====== Material to process ======

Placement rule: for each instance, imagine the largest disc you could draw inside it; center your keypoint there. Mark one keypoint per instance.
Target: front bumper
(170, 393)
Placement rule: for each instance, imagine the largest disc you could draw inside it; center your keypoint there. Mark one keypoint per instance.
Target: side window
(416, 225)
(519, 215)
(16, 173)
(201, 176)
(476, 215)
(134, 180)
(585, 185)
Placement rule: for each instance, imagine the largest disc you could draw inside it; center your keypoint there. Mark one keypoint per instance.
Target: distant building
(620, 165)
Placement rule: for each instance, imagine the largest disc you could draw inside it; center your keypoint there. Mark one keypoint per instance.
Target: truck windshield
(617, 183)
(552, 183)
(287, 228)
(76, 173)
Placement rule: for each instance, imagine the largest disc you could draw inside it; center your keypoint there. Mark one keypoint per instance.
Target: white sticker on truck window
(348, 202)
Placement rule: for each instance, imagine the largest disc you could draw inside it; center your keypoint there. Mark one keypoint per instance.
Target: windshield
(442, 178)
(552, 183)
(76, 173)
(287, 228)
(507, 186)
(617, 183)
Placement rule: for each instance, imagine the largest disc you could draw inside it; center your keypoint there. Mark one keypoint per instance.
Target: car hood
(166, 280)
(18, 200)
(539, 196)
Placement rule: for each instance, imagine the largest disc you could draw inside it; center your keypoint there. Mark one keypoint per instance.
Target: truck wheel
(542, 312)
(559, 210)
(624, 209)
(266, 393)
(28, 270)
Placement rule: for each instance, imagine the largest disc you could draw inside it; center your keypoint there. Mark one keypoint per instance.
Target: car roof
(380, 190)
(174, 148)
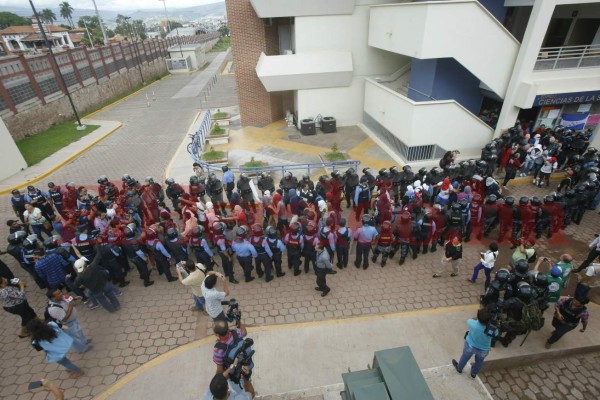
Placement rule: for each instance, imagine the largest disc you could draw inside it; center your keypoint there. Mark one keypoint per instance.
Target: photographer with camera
(477, 342)
(233, 355)
(214, 297)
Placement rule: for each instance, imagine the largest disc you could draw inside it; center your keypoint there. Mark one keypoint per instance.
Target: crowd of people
(70, 239)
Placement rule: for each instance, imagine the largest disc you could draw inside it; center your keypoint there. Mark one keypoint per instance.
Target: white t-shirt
(213, 301)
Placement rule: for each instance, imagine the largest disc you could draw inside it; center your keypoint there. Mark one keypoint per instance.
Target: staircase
(395, 375)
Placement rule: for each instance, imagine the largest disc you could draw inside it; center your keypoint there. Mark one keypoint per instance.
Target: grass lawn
(44, 144)
(213, 155)
(333, 157)
(223, 44)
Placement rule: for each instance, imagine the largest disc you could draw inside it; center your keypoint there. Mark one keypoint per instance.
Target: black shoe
(455, 363)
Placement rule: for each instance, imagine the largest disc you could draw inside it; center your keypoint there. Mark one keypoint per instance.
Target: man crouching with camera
(233, 357)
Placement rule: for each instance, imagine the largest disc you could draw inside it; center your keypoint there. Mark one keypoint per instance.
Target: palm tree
(66, 11)
(48, 15)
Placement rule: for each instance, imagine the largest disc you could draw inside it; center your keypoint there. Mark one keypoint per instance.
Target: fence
(26, 81)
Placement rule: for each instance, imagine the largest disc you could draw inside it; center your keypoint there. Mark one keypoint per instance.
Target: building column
(526, 59)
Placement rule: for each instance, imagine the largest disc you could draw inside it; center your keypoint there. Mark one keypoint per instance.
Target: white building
(422, 76)
(28, 38)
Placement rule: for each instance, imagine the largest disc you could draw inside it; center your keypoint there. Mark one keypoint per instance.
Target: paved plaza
(155, 320)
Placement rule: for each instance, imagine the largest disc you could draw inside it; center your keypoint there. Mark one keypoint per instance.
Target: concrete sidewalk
(62, 157)
(308, 358)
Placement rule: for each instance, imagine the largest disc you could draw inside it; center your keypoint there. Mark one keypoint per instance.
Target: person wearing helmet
(244, 251)
(546, 170)
(228, 181)
(134, 253)
(343, 240)
(214, 190)
(349, 183)
(364, 237)
(277, 248)
(294, 242)
(486, 262)
(452, 255)
(174, 191)
(289, 181)
(362, 198)
(265, 182)
(245, 191)
(568, 314)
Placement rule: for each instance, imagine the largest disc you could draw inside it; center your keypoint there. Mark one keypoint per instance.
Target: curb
(61, 164)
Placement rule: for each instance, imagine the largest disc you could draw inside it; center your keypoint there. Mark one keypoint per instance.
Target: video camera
(233, 313)
(493, 328)
(244, 357)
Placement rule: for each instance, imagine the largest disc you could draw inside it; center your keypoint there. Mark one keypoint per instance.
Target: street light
(135, 49)
(169, 25)
(80, 126)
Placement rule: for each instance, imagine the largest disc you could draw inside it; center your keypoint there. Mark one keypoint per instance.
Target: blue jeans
(488, 272)
(107, 298)
(79, 339)
(469, 351)
(200, 302)
(65, 362)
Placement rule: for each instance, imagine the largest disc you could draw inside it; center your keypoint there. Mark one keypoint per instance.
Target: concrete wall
(38, 119)
(342, 32)
(11, 160)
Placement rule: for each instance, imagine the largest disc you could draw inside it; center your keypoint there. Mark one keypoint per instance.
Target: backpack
(231, 350)
(531, 316)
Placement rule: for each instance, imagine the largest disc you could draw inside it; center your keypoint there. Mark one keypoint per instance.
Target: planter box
(218, 139)
(222, 161)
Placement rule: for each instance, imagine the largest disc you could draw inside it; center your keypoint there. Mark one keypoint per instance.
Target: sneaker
(455, 363)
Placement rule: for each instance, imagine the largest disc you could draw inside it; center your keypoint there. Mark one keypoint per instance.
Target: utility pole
(101, 24)
(80, 126)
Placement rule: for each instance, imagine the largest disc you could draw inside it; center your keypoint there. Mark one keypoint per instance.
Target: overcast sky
(108, 4)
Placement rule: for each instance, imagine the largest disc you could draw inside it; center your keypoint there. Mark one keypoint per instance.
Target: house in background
(28, 38)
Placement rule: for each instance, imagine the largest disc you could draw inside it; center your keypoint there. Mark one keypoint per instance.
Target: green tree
(48, 16)
(66, 11)
(9, 19)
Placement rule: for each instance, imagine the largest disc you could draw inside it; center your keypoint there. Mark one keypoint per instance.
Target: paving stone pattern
(157, 319)
(570, 378)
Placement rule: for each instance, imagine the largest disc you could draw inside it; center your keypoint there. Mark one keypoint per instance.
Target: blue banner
(567, 98)
(574, 122)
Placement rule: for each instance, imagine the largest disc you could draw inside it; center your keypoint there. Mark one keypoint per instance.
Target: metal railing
(568, 57)
(308, 168)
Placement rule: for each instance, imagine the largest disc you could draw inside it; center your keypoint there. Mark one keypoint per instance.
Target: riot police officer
(349, 184)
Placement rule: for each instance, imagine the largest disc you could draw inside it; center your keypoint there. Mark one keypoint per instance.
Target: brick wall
(250, 37)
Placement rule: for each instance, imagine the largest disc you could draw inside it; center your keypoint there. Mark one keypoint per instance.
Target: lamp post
(135, 50)
(170, 30)
(80, 126)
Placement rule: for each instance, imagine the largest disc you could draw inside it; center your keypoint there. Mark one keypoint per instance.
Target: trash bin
(307, 127)
(328, 125)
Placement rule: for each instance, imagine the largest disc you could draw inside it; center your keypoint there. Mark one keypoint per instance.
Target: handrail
(556, 54)
(424, 103)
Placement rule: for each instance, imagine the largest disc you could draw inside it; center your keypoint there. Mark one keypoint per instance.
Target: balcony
(408, 127)
(568, 57)
(461, 29)
(301, 8)
(313, 70)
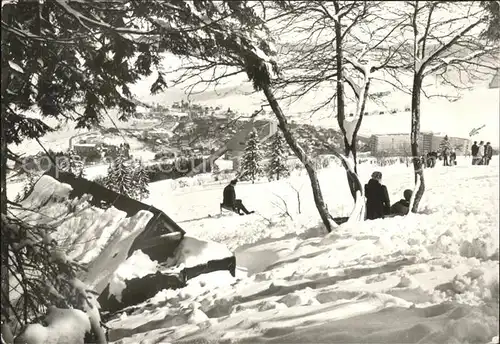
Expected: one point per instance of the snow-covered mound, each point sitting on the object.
(430, 277)
(83, 230)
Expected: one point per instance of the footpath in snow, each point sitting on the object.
(425, 278)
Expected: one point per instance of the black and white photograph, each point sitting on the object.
(272, 171)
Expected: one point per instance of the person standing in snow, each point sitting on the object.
(377, 198)
(488, 153)
(474, 150)
(402, 207)
(480, 153)
(230, 201)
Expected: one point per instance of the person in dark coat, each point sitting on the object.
(453, 158)
(377, 198)
(473, 151)
(488, 153)
(229, 200)
(402, 207)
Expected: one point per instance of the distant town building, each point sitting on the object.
(495, 82)
(398, 144)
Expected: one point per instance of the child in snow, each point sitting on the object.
(402, 207)
(230, 201)
(377, 198)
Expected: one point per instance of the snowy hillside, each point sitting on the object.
(427, 278)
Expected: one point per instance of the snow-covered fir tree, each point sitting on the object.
(128, 178)
(140, 181)
(120, 176)
(252, 158)
(71, 162)
(277, 167)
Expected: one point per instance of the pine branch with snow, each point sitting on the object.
(42, 275)
(252, 158)
(277, 167)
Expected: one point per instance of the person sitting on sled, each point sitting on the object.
(402, 207)
(230, 201)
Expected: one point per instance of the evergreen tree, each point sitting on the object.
(67, 58)
(277, 165)
(140, 181)
(29, 183)
(251, 160)
(120, 176)
(72, 163)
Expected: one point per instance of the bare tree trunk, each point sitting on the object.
(415, 133)
(6, 333)
(349, 148)
(299, 152)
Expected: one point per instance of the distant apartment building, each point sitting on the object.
(398, 144)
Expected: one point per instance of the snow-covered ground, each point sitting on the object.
(425, 278)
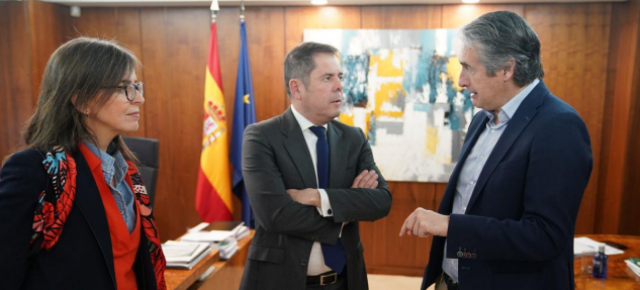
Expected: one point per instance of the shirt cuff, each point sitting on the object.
(325, 210)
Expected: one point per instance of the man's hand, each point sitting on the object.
(423, 223)
(366, 179)
(307, 196)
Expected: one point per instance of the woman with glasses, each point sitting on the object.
(74, 213)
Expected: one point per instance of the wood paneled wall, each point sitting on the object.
(586, 50)
(15, 74)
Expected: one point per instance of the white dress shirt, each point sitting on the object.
(316, 264)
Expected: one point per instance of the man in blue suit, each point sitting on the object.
(508, 215)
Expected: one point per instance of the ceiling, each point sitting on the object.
(112, 3)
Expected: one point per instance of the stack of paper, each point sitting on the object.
(634, 265)
(227, 248)
(584, 245)
(183, 254)
(236, 228)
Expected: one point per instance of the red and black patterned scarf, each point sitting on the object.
(54, 206)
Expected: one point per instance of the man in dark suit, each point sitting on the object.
(310, 180)
(508, 215)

======

Goal ::
Everything from the line containing "Expected: one point per instance of the wood" to the end of the records must be written out exactly; include both of those lines and no others.

Answer to the exercise ::
Expected: one point per instance of the wood paneled wall, each point sitting on the object.
(586, 50)
(15, 74)
Expected: one point per instance of the white dress shirt, each point sitting on the object.
(316, 264)
Expected: one point per instance of the man in blue suit, each point sitting on the object.
(508, 215)
Expected: one point per instance of the ceiling, each point sitting on the object.
(112, 3)
Expected: one point per instance of the stack of paper, each point sitting on the object.
(634, 265)
(227, 248)
(584, 245)
(183, 254)
(236, 228)
Expected: one point per instance of the red and black patterned scarf, each point sitting on the object.
(54, 206)
Expected: one point per instance of the man in dark suit, each point sitting on the object.
(310, 180)
(508, 215)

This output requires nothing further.